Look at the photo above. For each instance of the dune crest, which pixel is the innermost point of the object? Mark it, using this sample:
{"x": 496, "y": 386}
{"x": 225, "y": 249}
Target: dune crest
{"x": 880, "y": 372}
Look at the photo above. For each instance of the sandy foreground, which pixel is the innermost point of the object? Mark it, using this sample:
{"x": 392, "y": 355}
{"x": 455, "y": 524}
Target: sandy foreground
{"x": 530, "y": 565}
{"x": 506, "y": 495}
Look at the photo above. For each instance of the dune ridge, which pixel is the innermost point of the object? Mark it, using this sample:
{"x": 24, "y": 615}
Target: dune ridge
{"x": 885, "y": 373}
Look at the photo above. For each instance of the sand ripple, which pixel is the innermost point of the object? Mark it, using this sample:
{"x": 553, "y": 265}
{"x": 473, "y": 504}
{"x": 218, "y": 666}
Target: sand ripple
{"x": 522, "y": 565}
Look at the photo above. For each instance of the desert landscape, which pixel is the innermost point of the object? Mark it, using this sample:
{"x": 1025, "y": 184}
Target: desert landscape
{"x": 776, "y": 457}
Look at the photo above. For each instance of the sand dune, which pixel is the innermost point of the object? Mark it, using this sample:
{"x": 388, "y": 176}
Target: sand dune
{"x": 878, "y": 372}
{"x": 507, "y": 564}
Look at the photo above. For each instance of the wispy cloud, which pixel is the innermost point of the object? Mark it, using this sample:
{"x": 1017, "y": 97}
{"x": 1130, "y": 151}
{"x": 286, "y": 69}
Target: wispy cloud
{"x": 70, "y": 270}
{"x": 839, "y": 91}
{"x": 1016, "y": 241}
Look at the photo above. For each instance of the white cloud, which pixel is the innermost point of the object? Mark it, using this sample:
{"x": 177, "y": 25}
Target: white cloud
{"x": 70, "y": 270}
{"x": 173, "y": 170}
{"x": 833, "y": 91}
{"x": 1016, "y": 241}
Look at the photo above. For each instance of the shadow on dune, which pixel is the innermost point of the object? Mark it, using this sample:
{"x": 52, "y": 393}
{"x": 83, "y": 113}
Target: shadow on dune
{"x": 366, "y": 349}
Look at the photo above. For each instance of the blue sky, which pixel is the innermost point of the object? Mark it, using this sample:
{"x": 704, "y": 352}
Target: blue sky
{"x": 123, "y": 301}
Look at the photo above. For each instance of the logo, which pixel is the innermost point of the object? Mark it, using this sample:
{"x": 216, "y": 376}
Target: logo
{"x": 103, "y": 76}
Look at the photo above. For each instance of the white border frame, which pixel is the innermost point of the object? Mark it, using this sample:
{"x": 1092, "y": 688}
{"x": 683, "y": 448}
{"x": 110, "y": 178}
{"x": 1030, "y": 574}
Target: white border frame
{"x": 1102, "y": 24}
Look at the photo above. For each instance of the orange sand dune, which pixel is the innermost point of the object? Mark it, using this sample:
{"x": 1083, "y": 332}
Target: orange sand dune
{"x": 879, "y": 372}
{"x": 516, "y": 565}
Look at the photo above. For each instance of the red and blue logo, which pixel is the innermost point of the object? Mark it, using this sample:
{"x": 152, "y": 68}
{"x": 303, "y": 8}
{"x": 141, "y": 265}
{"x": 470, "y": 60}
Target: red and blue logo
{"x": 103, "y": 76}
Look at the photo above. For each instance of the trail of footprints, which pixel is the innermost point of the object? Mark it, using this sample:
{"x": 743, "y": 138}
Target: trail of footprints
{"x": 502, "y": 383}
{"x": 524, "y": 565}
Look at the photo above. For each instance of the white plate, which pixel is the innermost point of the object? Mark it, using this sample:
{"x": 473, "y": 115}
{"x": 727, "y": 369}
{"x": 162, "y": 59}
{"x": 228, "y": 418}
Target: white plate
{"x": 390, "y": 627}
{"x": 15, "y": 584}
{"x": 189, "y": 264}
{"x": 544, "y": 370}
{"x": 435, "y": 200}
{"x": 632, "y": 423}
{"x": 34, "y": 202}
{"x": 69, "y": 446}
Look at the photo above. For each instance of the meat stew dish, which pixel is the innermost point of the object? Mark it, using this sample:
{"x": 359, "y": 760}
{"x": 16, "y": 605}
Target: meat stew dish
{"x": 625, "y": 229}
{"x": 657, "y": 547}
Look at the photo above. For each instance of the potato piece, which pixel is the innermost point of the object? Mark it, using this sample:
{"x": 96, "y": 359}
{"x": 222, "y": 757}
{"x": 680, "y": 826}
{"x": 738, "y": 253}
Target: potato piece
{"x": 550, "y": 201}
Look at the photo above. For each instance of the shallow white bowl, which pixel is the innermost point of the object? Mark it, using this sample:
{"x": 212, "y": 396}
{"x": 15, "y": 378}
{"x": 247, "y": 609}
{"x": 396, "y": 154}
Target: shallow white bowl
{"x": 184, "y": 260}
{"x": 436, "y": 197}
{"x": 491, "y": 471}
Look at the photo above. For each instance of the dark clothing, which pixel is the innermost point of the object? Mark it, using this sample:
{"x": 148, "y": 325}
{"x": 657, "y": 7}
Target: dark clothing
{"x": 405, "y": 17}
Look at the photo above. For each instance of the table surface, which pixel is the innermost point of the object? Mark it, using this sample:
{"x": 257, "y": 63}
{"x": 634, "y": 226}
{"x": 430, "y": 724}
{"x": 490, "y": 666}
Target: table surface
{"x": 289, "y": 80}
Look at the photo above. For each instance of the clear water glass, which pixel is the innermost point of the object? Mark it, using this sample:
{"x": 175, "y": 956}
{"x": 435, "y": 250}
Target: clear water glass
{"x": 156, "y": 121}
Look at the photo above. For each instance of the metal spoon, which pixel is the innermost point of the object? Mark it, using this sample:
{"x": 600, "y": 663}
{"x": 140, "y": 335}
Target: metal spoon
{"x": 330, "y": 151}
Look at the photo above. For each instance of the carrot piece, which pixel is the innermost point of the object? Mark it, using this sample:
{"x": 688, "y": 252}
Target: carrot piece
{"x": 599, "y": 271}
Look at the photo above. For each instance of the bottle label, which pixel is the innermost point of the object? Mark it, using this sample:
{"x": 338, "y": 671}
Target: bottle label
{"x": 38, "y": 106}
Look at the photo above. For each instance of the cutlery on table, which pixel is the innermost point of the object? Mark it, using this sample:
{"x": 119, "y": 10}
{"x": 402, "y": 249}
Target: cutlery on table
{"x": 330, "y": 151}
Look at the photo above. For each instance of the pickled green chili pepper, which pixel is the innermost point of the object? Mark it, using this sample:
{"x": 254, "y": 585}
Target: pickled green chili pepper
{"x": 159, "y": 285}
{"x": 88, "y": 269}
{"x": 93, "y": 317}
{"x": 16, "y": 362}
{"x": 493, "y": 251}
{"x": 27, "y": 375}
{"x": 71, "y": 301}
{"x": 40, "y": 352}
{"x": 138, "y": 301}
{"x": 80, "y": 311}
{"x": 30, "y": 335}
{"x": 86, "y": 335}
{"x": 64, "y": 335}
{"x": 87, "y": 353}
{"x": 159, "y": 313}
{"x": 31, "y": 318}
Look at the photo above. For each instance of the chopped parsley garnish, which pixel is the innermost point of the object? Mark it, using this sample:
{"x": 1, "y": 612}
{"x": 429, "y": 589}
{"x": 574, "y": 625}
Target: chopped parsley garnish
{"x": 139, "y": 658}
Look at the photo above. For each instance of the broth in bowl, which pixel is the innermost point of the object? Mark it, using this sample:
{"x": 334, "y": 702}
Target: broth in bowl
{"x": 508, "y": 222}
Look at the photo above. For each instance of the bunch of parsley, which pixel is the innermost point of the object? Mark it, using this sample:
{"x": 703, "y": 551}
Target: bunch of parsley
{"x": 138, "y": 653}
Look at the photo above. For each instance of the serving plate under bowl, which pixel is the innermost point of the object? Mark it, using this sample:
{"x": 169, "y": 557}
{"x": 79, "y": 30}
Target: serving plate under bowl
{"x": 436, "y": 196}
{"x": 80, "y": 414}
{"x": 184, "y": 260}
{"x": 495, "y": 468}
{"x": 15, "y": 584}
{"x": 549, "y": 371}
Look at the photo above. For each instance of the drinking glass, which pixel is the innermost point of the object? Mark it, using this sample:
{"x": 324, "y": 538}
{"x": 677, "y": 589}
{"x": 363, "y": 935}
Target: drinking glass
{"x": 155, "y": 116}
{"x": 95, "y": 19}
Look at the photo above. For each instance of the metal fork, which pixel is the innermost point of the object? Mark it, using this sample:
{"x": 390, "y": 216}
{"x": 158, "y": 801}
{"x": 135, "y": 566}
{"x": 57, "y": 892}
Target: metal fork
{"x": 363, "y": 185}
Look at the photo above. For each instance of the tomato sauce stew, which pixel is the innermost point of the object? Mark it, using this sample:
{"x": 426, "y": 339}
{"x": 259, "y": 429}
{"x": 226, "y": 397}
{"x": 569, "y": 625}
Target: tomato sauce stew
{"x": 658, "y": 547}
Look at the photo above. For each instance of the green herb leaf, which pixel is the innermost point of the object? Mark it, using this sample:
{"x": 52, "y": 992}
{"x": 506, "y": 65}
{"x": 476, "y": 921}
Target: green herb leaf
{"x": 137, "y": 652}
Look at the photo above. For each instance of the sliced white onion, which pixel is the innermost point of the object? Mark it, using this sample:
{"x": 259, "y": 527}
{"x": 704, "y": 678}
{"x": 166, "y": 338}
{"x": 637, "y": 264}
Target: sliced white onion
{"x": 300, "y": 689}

----

Repeat the line containing "Look at the photo above. For each instance of the tomato" and all subsequent lines through the final line of the data, exactly and with no others.

Look at the photo above. For each instance of the tomato sauce stew, which pixel is the innermost point of the object? Mark it, using this sample:
{"x": 426, "y": 339}
{"x": 259, "y": 429}
{"x": 226, "y": 397}
{"x": 569, "y": 625}
Target: tomato sauce stew
{"x": 658, "y": 547}
Look at the photo above. For each instance of the green herb leaf, which pixel is the innermost point of the object? Mark it, using this sample:
{"x": 52, "y": 992}
{"x": 506, "y": 65}
{"x": 476, "y": 921}
Target: green herb leaf
{"x": 137, "y": 652}
Look at the photo above. For each instance of the sliced white onion, which pixel is the innermost point of the object? Mark it, using this sample:
{"x": 259, "y": 527}
{"x": 704, "y": 678}
{"x": 166, "y": 338}
{"x": 637, "y": 264}
Target: sliced white onion
{"x": 300, "y": 689}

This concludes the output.